Items from a dataset

**********

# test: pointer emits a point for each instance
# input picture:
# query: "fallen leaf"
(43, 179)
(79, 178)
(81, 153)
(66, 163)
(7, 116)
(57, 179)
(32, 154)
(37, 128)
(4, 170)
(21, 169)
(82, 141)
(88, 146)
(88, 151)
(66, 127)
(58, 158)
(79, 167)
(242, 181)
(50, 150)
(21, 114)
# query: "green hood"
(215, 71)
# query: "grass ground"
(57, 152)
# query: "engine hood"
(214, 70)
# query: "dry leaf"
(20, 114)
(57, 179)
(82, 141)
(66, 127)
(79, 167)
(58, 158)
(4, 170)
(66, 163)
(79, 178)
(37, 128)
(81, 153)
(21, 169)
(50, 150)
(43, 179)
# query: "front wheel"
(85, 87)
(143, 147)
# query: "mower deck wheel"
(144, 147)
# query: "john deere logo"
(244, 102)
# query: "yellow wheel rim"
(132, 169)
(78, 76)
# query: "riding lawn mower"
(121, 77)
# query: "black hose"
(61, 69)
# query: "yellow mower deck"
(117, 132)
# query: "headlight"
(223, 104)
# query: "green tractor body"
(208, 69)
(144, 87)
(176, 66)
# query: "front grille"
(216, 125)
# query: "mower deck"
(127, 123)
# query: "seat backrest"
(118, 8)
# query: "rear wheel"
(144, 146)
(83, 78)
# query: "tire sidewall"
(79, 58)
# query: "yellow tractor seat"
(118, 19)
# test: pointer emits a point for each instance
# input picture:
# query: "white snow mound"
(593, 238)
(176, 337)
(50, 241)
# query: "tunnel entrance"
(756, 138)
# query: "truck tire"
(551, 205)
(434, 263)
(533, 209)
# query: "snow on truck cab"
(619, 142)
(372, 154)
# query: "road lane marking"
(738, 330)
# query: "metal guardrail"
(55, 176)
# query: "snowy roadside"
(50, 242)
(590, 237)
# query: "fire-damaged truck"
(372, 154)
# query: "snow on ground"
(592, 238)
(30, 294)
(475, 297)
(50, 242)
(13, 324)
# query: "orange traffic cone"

**********

PROBLEM: Reproduce all of the data exactly as given.

REPLY TO THE TASK:
# test: pointer emits a point for each instance
# input picture:
# query: "fallen leaf"
(43, 179)
(79, 178)
(81, 153)
(66, 163)
(7, 116)
(57, 179)
(32, 154)
(37, 128)
(4, 170)
(21, 169)
(82, 141)
(88, 146)
(88, 151)
(66, 127)
(58, 158)
(79, 167)
(242, 181)
(50, 150)
(21, 114)
# query: "green hood"
(215, 71)
# query: "grass ground"
(57, 152)
# query: "engine hood"
(214, 70)
# query: "dry leaf"
(20, 114)
(57, 179)
(82, 141)
(66, 127)
(79, 167)
(58, 158)
(4, 170)
(66, 163)
(79, 178)
(37, 128)
(81, 153)
(21, 169)
(50, 150)
(43, 179)
# query: "front wheel"
(85, 87)
(143, 147)
# query: "mower deck wheel"
(144, 147)
# query: "john deere logo"
(244, 102)
# query: "yellow wheel rim"
(132, 169)
(78, 76)
# query: "riding lawn mower"
(121, 77)
# query: "black hose"
(61, 69)
# query: "yellow mower deck"
(117, 132)
# query: "headlight"
(223, 104)
# query: "green tractor body"
(208, 69)
(144, 87)
(176, 66)
# query: "front grille"
(216, 125)
# query: "mower deck"
(127, 123)
# query: "seat backrest"
(118, 8)
# query: "rear wheel"
(144, 146)
(83, 78)
# query: "tire sidewall"
(79, 58)
# query: "yellow tractor seat"
(118, 19)
# test: pointer emits a point for each instance
# input picture:
# query: "white snow mound"
(593, 238)
(176, 337)
(50, 241)
# query: "tunnel entrance"
(756, 138)
# query: "truck tire"
(551, 205)
(434, 263)
(533, 209)
# query: "snow on truck cab"
(619, 142)
(372, 154)
# query: "road lane marking"
(738, 330)
# query: "metal guardrail"
(55, 176)
# query: "snowy roadside"
(50, 242)
(590, 237)
# query: "fire-damaged truck"
(372, 154)
# query: "snow on ground"
(592, 238)
(30, 294)
(475, 297)
(50, 242)
(13, 324)
# query: "orange traffic cone"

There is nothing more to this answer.